* [Document segment]:
# # #

J. Krishnamurti & David Bohm - Gstaad 1975 - 7: If thought cannot achieve, why should it suffer?
K: It sounds too damn silly to say there is something the mind, thought cannot penetrate, but there is… the thing is there.
DB: Would you say then that somehow in this mystery there is an order which involves all that?
K: Yes.
DB: Which would imply a destiny that was common to mankind or something?
K: Yes.
DB: And there was that… Well, you feel that’s the case but you don’t feel it’s wise to inquire.
K: No.
DB: But of course, I mean, I’m not questioning it, but saying, many people have that feeling and they can be wrong, you know. In other words…
K: Oh, I’ve gone into it very carefully.
DB: Yes.
K: Many people have it – of course, good Lord! You see, sir, take that boy – ill, discovered, trained – trained in the sense to be clean, to… in India in those days, not having a mother the boys were trained to get up early, wash properly, all that – not psychologically trained – because they said, ‘He is the vehicle of the Lord, therefore we can’t interfere, psychologically.’ You follow, sir? Now, he never went through all the things he talks about.

# # #

* [Data excerpts]:

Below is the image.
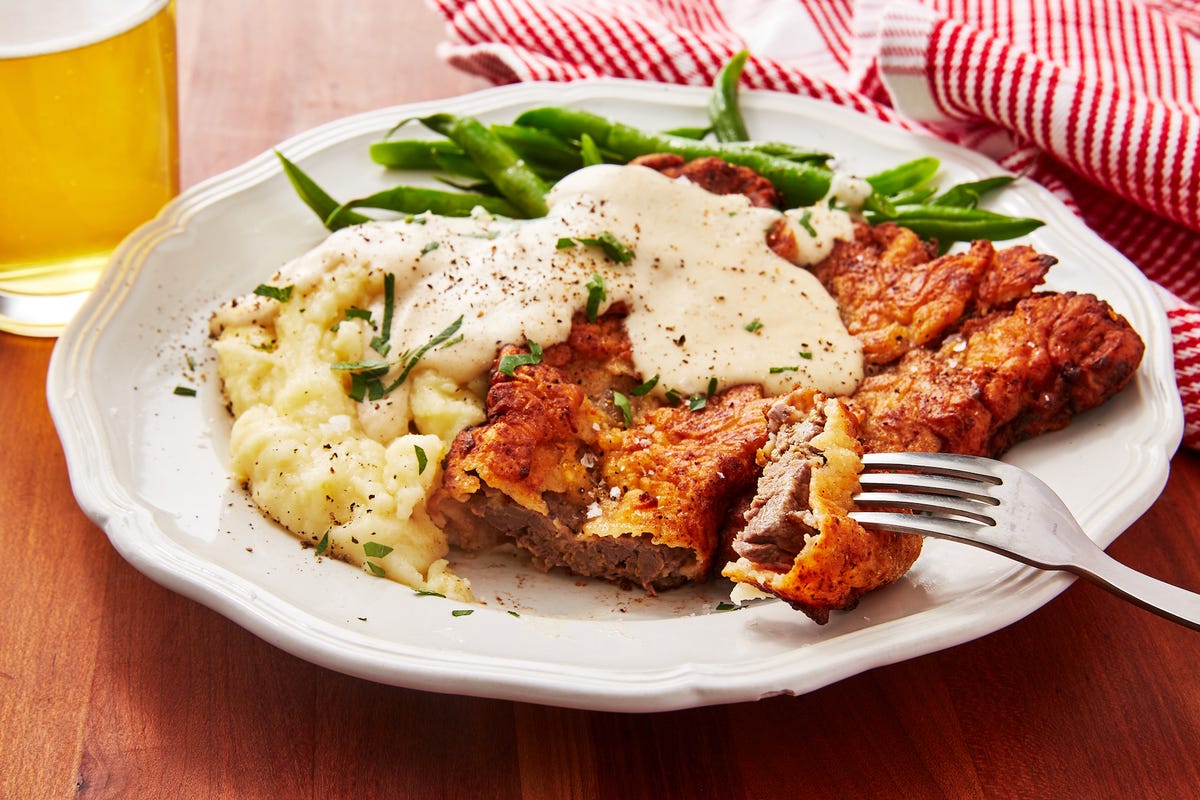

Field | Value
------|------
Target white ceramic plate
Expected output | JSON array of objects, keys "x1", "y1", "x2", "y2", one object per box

[{"x1": 48, "y1": 80, "x2": 1182, "y2": 711}]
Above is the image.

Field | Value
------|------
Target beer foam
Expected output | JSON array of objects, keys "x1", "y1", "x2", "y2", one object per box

[{"x1": 0, "y1": 0, "x2": 170, "y2": 59}]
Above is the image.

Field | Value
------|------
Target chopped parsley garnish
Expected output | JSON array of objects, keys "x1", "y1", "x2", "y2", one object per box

[
  {"x1": 797, "y1": 211, "x2": 817, "y2": 239},
  {"x1": 329, "y1": 359, "x2": 391, "y2": 374},
  {"x1": 497, "y1": 339, "x2": 541, "y2": 378},
  {"x1": 362, "y1": 542, "x2": 395, "y2": 559},
  {"x1": 629, "y1": 375, "x2": 659, "y2": 397},
  {"x1": 393, "y1": 314, "x2": 462, "y2": 386},
  {"x1": 340, "y1": 311, "x2": 462, "y2": 403},
  {"x1": 587, "y1": 272, "x2": 608, "y2": 323},
  {"x1": 254, "y1": 283, "x2": 294, "y2": 302},
  {"x1": 557, "y1": 230, "x2": 634, "y2": 264},
  {"x1": 612, "y1": 390, "x2": 634, "y2": 428},
  {"x1": 371, "y1": 272, "x2": 396, "y2": 355}
]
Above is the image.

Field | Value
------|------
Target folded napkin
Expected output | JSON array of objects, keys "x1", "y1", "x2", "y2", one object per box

[{"x1": 427, "y1": 0, "x2": 1200, "y2": 449}]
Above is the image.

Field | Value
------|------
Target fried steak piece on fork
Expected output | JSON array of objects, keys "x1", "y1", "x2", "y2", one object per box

[{"x1": 722, "y1": 293, "x2": 1145, "y2": 624}]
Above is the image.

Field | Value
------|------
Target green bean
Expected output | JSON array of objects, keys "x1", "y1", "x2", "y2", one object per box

[
  {"x1": 325, "y1": 186, "x2": 520, "y2": 230},
  {"x1": 275, "y1": 150, "x2": 371, "y2": 225},
  {"x1": 488, "y1": 125, "x2": 583, "y2": 175},
  {"x1": 421, "y1": 114, "x2": 547, "y2": 217},
  {"x1": 368, "y1": 139, "x2": 484, "y2": 178},
  {"x1": 931, "y1": 175, "x2": 1016, "y2": 209},
  {"x1": 708, "y1": 50, "x2": 750, "y2": 142},
  {"x1": 744, "y1": 142, "x2": 833, "y2": 167},
  {"x1": 662, "y1": 126, "x2": 713, "y2": 139},
  {"x1": 516, "y1": 107, "x2": 833, "y2": 206},
  {"x1": 887, "y1": 186, "x2": 936, "y2": 206},
  {"x1": 869, "y1": 205, "x2": 1045, "y2": 245},
  {"x1": 866, "y1": 156, "x2": 940, "y2": 197},
  {"x1": 580, "y1": 133, "x2": 605, "y2": 167}
]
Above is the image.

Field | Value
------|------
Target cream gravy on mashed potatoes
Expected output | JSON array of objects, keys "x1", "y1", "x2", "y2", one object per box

[{"x1": 211, "y1": 166, "x2": 863, "y2": 600}]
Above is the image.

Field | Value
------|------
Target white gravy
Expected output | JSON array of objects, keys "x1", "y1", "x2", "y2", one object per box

[{"x1": 223, "y1": 166, "x2": 863, "y2": 396}]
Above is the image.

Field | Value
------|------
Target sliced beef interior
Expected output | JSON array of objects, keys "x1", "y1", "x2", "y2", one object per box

[{"x1": 721, "y1": 391, "x2": 922, "y2": 624}]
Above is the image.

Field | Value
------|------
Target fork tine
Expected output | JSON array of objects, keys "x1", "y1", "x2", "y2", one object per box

[
  {"x1": 850, "y1": 511, "x2": 1013, "y2": 546},
  {"x1": 851, "y1": 492, "x2": 996, "y2": 525},
  {"x1": 863, "y1": 452, "x2": 1003, "y2": 483},
  {"x1": 858, "y1": 473, "x2": 1000, "y2": 505}
]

# # #

* [Exercise brief]:
Answer these questions on the Krishnamurti–Bohm dialogue:
(a) In what place and year was the conversation held?
(b) According to DB, what would an order in the mystery imply?
(c) According to K, what were the boys in India trained to do?
The items are separate material and have no connection to the Krishnamurti–Bohm dialogue.

* [Complete output]:
(a) Gstaad, 1975.
(b) A destiny common to mankind.
(c) To get up early and wash properly.